EXERCISE INSTRUCTIONS:
**A)** Repeat word for word the part of the Battlefield Hardline review that begins at the words "However, in the" and stops after "of established precedent.".
**B)** Answer these from the Battlefield Hardline review:
(i) Which developer made Battlefield Hardline?
(ii) What kind of game is Hardline at its core?
(iii) What happens if a yearly series changes too little?
**C)** Write the next part of the Battlefield Hardline review, picking up after its last sentence.

However, in the yearly launch cycle of flagship game series, change can be devastating. Alter too much and you risk alienating your fanbase. Change too little, and there’s no reason to upgrade from last year’s title. That trepidation, mostly let by a game developer’s accounting department, stifles creativity — but every now and then, a bold idea is brought to fruition, even in the face of established precedent.

Such change is evident in Battlefield Hardline. Compared with bombastic, gun-heavy, globe-trotting prior entries, new-to-the-franchise developer Visceral Games (Dead Space) have instead crafted something intimate, focused and — dare I say it? — possibly more enjoyable than the typical, and typically forgettable, Call of Duty and Battlefield norm.

At its core, Hardline is a game of cops and robbers. Yes, that game you played as a child is now a multi-million dollar entertainment product. Both its single player and multiplayer elements pit players against either side of the law, albeit in two very different ways.

Outline annotation records
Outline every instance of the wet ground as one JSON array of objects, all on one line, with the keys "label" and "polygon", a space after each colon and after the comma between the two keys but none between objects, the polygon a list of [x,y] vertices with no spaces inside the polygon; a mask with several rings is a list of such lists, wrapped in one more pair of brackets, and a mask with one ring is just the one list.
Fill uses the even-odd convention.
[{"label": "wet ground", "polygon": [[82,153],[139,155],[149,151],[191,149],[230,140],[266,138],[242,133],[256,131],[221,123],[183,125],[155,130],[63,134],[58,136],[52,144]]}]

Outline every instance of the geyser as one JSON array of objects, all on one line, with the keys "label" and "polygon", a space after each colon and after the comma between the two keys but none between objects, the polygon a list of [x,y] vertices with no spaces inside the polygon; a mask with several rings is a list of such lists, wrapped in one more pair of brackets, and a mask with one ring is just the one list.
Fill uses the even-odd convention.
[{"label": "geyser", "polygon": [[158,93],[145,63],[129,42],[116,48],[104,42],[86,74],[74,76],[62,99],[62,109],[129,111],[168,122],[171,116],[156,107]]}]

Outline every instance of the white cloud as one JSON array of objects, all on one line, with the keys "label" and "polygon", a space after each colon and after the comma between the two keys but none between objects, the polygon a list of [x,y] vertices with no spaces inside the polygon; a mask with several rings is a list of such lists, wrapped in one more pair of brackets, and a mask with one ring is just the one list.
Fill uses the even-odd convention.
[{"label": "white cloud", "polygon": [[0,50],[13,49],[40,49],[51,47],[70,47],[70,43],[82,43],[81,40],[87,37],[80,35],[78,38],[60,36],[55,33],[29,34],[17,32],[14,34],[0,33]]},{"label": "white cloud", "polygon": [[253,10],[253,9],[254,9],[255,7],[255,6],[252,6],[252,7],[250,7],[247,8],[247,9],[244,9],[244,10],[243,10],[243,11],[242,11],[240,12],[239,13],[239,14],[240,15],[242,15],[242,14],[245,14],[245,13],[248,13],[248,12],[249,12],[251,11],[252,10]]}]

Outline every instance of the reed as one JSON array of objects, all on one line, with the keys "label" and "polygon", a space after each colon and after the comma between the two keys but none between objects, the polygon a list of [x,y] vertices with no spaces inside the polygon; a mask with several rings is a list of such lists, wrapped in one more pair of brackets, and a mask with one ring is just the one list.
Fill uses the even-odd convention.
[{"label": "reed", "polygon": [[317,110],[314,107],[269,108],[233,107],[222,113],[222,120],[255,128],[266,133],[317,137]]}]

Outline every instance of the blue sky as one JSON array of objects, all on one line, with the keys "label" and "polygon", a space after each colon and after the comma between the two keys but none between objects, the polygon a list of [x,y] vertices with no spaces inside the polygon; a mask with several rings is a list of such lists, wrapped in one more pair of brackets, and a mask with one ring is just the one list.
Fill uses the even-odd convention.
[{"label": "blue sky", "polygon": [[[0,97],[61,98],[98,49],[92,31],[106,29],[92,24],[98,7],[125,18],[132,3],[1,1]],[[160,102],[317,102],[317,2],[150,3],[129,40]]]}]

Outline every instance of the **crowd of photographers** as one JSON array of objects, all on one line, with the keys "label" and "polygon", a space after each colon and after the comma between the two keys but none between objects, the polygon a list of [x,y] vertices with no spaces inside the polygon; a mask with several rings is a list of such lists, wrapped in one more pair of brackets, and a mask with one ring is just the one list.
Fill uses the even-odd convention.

---

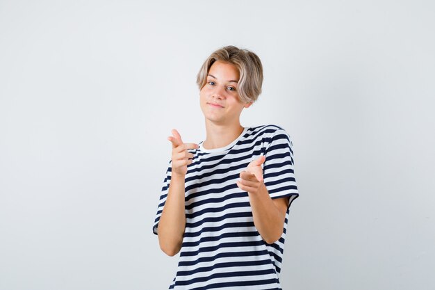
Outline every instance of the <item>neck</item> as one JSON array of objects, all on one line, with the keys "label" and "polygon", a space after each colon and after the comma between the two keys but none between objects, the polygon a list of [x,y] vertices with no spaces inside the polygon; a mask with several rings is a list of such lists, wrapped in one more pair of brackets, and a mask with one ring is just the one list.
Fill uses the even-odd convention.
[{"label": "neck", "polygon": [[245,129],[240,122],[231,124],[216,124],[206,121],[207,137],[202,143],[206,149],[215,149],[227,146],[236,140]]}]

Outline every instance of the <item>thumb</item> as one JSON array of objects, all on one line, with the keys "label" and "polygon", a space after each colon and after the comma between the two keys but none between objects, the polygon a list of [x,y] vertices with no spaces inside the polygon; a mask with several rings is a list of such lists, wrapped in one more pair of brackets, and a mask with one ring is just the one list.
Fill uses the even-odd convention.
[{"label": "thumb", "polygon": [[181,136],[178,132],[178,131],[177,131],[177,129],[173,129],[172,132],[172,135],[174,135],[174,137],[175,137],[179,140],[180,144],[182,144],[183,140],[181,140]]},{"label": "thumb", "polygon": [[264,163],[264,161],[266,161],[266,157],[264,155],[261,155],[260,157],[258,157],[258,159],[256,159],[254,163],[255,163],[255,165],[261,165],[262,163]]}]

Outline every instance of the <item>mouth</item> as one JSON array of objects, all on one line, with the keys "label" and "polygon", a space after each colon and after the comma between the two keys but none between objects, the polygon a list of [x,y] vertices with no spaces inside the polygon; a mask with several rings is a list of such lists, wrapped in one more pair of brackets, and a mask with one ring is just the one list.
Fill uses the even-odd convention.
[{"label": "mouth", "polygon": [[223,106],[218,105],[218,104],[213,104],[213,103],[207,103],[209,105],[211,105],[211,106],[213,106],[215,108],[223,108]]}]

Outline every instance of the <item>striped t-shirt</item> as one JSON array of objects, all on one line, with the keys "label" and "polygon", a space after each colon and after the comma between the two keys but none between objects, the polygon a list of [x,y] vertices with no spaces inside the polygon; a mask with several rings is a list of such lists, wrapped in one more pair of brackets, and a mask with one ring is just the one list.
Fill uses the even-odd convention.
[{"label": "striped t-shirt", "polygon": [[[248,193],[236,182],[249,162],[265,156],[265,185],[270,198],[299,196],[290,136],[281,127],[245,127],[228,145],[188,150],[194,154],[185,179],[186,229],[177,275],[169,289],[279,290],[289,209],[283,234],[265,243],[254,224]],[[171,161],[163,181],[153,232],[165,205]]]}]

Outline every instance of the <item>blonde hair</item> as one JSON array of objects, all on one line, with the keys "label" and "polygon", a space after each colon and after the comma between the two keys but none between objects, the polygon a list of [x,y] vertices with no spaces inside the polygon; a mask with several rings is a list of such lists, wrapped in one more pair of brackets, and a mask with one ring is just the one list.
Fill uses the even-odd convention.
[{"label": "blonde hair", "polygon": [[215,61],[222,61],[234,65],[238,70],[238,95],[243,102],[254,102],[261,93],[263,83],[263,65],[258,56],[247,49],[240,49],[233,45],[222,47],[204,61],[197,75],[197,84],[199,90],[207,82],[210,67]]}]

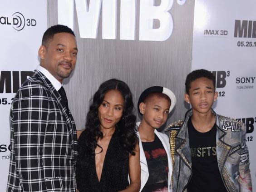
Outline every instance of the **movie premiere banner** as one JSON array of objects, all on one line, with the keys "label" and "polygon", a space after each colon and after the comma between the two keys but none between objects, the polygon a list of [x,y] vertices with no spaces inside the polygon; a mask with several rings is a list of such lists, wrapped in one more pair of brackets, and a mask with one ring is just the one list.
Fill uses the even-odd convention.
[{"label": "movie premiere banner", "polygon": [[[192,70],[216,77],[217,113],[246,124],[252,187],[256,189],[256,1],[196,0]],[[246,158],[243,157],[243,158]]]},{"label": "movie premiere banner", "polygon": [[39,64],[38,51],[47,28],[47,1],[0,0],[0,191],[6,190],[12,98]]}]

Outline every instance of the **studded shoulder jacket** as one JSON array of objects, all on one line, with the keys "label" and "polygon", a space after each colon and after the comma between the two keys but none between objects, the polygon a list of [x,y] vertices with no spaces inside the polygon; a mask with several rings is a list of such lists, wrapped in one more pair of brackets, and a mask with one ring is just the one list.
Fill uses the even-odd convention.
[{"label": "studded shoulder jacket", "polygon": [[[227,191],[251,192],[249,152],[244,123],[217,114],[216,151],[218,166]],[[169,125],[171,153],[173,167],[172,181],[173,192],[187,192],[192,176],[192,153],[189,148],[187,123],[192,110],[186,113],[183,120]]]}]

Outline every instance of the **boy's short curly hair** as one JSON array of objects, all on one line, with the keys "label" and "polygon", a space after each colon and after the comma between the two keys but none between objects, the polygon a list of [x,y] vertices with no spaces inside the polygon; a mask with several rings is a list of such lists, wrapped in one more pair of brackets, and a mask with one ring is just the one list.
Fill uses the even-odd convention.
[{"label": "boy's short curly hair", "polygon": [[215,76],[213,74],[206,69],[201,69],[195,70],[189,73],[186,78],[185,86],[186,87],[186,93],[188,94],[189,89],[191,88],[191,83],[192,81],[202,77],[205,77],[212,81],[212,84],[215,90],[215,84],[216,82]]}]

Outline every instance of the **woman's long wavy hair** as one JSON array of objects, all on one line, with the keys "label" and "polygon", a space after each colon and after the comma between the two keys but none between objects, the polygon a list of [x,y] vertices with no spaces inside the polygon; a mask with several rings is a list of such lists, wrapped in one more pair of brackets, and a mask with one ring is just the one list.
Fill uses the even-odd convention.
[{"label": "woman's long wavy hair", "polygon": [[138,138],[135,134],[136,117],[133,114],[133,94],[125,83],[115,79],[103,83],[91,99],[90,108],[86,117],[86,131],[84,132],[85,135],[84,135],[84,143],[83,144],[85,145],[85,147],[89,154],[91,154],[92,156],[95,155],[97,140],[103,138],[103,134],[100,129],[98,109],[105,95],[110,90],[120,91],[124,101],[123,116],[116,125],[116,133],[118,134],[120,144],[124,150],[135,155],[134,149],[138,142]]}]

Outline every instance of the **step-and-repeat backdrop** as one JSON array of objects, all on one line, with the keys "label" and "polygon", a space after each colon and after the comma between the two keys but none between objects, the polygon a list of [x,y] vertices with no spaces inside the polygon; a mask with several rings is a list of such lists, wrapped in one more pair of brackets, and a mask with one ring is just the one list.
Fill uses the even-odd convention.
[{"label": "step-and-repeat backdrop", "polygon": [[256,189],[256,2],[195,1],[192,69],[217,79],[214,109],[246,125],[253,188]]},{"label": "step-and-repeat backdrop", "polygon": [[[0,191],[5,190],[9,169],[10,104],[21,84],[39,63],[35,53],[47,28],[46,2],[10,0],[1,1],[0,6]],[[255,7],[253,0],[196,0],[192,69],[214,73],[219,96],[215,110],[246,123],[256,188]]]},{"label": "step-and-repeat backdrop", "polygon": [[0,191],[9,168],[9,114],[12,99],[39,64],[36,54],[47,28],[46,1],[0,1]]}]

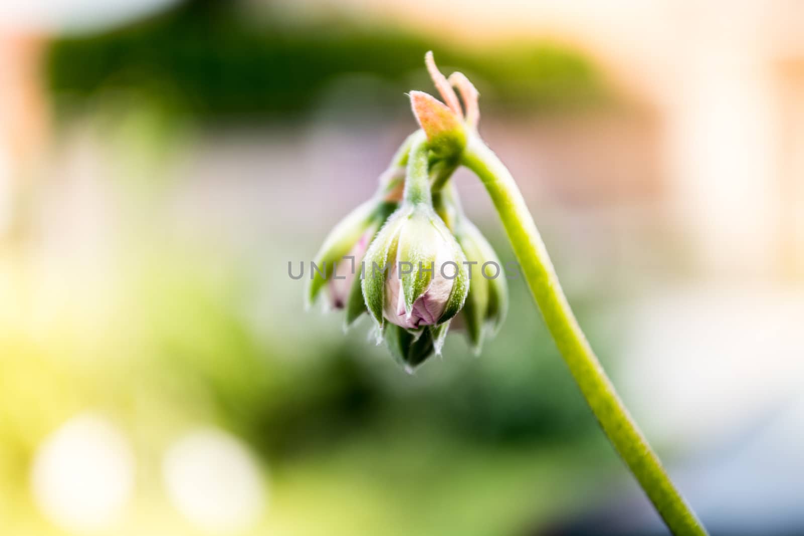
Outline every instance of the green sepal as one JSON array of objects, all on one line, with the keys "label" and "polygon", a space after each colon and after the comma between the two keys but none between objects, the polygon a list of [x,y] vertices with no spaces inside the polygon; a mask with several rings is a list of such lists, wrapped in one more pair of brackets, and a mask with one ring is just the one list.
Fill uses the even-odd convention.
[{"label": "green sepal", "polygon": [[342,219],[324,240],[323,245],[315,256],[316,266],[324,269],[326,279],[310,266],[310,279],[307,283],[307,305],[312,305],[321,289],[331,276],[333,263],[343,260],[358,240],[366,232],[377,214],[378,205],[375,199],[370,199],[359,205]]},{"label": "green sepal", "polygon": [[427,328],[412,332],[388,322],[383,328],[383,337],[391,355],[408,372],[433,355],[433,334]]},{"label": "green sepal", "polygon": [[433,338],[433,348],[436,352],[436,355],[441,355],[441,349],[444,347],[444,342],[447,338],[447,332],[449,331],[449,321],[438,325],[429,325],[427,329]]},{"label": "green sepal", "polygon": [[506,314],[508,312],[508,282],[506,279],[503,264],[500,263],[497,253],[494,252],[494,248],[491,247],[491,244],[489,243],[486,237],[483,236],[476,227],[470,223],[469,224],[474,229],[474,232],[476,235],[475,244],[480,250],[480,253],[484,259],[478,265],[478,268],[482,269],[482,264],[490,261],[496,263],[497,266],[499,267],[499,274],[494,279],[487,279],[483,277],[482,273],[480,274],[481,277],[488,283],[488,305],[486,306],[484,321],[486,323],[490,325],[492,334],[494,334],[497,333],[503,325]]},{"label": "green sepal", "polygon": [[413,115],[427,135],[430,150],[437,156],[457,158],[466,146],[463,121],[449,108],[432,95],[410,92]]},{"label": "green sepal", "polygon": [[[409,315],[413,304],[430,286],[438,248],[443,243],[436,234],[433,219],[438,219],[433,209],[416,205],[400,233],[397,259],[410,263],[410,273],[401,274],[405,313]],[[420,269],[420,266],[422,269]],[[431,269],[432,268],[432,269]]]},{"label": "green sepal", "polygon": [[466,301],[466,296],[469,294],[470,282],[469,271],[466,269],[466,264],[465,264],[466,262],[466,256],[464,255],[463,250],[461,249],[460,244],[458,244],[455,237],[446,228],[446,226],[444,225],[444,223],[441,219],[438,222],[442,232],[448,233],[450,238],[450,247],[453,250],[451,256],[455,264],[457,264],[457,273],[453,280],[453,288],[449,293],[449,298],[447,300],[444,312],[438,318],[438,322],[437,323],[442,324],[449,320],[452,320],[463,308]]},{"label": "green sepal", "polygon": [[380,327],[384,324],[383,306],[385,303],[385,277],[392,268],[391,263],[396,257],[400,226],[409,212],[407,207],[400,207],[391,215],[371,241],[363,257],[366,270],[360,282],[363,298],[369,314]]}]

==

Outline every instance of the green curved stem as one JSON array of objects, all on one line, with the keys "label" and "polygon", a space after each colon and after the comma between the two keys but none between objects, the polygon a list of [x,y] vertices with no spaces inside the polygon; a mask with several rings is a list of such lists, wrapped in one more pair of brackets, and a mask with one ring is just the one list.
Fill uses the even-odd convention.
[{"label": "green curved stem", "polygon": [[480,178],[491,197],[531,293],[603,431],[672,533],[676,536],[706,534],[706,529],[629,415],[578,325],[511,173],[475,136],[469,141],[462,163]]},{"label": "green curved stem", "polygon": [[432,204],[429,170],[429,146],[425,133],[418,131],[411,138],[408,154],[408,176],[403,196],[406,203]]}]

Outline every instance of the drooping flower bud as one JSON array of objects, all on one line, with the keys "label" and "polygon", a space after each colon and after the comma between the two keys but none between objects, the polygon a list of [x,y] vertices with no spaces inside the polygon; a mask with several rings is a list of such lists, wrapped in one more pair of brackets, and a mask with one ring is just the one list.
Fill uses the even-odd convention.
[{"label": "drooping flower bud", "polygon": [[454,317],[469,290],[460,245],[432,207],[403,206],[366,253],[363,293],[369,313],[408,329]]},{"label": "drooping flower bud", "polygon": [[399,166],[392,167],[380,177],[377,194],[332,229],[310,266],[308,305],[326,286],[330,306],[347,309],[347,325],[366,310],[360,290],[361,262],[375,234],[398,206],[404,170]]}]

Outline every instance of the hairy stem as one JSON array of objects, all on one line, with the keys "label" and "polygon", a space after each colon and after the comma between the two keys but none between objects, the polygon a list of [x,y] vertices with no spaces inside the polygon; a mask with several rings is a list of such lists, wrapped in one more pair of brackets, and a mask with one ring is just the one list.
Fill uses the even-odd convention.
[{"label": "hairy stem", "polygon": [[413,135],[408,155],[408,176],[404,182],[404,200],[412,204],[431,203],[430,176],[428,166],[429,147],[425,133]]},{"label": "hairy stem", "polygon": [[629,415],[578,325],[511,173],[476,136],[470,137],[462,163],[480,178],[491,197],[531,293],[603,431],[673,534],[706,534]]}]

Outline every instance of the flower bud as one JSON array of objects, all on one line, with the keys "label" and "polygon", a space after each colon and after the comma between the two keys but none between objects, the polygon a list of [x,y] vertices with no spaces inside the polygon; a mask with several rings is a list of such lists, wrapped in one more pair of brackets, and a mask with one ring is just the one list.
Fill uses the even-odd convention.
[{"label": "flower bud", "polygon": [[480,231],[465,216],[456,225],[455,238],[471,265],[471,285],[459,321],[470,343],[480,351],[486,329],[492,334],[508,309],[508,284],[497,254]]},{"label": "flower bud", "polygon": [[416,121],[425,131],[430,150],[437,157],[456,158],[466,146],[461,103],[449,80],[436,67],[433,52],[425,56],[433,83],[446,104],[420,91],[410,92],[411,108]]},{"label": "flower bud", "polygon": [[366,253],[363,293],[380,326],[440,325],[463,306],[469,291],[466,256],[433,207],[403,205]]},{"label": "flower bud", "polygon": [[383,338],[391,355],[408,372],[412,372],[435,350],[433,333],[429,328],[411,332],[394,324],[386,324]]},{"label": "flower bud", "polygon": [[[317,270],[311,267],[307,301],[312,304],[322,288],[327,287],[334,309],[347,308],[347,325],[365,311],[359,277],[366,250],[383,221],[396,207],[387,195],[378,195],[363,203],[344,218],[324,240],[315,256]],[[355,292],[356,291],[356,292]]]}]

ANSWERS GIVEN:
**A)**
However, in the yearly launch cycle of flagship game series, change can be devastating. Alter too much and you risk alienating your fanbase. Change too little, and there’s no reason to upgrade from last year’s title. That trepidation, mostly let by a game developer’s accounting department, stifles creativity — but every now and then, a bold idea is brought to fruition, even in the face of established precedent.

**B)**
(i) Visceral Games
(ii) A game of cops and robbers
(iii) There's no reason to upgrade from last year's title.

**C)**
Hardline’s story focuses on newbie detective Nick Mendoza, a fresh face in a Miami police department embroiled in a drugs war. Mendoza is tasked with bringing down the supply of drugs into the city, following leads from the streets to the source. Over the course of the game’s campaign, he’ll uncover drugs barons, corrupt police officers and numerous examples that selling drugs really isn’t an advisable career choice.

Detective Mendoza

Detective Mendoza

The story is something you’ve seen countless times before, but Battlefield’s penchant for high-quality presentation is here (even if the Xbox One is locked to 720p, with PS4 at a slightly higher 900p). Graphics are glossy, framerates are rock solid, animations are slick. Character models, especially during the well-acted cutscenes, look great. There’s a tight script, with a surprising depth and moments of humor that lighten up a potentially morose tale.

What really sets the missions apart, though, is that they actively coach you not to use weapons. Yes, that’s correct — a Battlefield game is asking you not to use its typically excellent arsenal. As Detective Mendoza, you’ll be rewarded for being stealthy, for arresting enemies rather than putting a bullet between their eyes. Sneak up to someone and smack them with your baton, or shoot them with a taser, or flash your badge and ask them politely to put their hands on their head, and you’ll gain big experience points, which unlocks faster access to exactly the type of heavy weaponry that the missions seem to prefer you’d not use — someone didn’t really think the reward system through.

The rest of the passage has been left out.